**What you need to do:**
**a)** Please copy the part of the MOF binder passage that opens with the words containing "The pellets are" and closes with "capable of adsorbing.".
**b)** Condense the paragraph of the MOF binder passage beginning "In an embodiment, the binder in the MOF composition is polyvinyl butyral" into a short bulleted list that keeps its main facts.

**Document excerpt:**
════════════════════
The pellets are made of a MOF composition that includes the MOF and a binder. The binder adheres the MOF to itself and into the pellet shape. The binder is configured to adhere the MOF while having a limited impact on the CO₂ adsorption capacity of the MOF. In an embodiment, the binder is configured to decrease the CO₂ adsorption capacity of the MOF by less than 15% (e.g., CO₂ adsorption capacity of the MOF composition ≥85% of CO₂ adsorption capacity of pure MOF). Adsorption capacity refers to the maximum amount of CO₂ (e.g., cm³/g) that a material is capable of adsorbing.

In an embodiment, the binder in the MOF composition is polyvinyl butyral (PVB). For example, PVB has been found to have provide good adhesion/cohesion for the MOF while having a limited impact on its adsorption capacity. In an embodiment, the MOF composition contains 1-10 wt % of the binder. In an embodiment, the MOF composition contains 2-8 wt % of the binder. In an embodiment, the MOF composition contains 2-6 wt % of the binder. In an embodiment, the MOF composition contains 3-5 wt % of the binder. For example, in one embodiment, an MOF composition containing 4.1 wt % of PVB as the binder was found to provide high adhesion while only decreasing the CO₂ adsorption capacity of the MOF by about 11.6%. For example, in another embodiment, an MOF composition containing 2.0 wt % of PVB as binder provided adequate adhesion while only decreasing the CO₂ adsorption capacity of the MOF by about 1.5%.
════════════════════
**Supplied information:**
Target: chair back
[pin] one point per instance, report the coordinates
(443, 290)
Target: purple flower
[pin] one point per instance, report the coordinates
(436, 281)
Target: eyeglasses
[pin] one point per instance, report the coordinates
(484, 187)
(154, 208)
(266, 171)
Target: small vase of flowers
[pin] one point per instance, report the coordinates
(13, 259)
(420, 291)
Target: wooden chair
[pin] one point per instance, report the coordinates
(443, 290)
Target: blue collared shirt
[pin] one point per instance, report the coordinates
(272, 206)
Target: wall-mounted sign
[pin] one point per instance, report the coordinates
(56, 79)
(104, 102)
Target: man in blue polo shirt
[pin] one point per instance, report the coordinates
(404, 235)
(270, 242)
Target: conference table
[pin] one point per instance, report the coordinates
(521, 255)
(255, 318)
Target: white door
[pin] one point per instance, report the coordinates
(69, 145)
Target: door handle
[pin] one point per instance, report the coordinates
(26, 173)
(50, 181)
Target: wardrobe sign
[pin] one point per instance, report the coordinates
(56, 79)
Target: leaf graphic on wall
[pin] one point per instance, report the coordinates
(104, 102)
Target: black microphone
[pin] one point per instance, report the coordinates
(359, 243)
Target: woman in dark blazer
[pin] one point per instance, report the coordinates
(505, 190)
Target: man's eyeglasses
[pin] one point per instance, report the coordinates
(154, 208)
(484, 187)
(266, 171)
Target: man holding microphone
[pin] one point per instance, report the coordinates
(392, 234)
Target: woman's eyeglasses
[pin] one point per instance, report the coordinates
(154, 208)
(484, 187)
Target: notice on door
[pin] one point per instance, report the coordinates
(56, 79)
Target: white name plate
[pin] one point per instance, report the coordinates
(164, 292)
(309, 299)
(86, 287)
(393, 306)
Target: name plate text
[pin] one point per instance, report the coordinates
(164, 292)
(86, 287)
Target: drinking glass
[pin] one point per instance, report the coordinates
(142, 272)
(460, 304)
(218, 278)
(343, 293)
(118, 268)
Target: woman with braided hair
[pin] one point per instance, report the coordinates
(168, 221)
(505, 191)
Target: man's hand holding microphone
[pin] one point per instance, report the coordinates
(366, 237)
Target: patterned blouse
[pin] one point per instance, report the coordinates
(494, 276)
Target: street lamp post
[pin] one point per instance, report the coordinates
════════════════════
**Task-by-task outputs:**
**a)**
The pellets are made of a MOF composition that includes the MOF and a binder. The binder adheres the MOF to itself and into the pellet shape. The binder is configured to adhere the MOF while having a limited impact on the CO₂ adsorption capacity of the MOF. In an embodiment, the binder is configured to decrease the CO₂ adsorption capacity of the MOF by less than 15% (e.g., CO₂ adsorption capacity of the MOF composition ≥85% of CO₂ adsorption capacity of pure MOF). Adsorption capacity refers to the maximum amount of CO₂ (e.g., cm³/g) that a material is capable of adsorbing.

**b)**
- Binder: polyvinyl butyral (PVB), which gives good adhesion/cohesion for the MOF with limited impact on its adsorption capacity.
- Binder content in various embodiments: 1-10 wt %, 2-8 wt %, 2-6 wt %, or 3-5 wt %.
- 4.1 wt % PVB: high adhesion, with CO₂ adsorption capacity decreased by about 11.6%.
- 2.0 wt % PVB: adequate adhesion, with CO₂ adsorption capacity decreased by about 1.5%.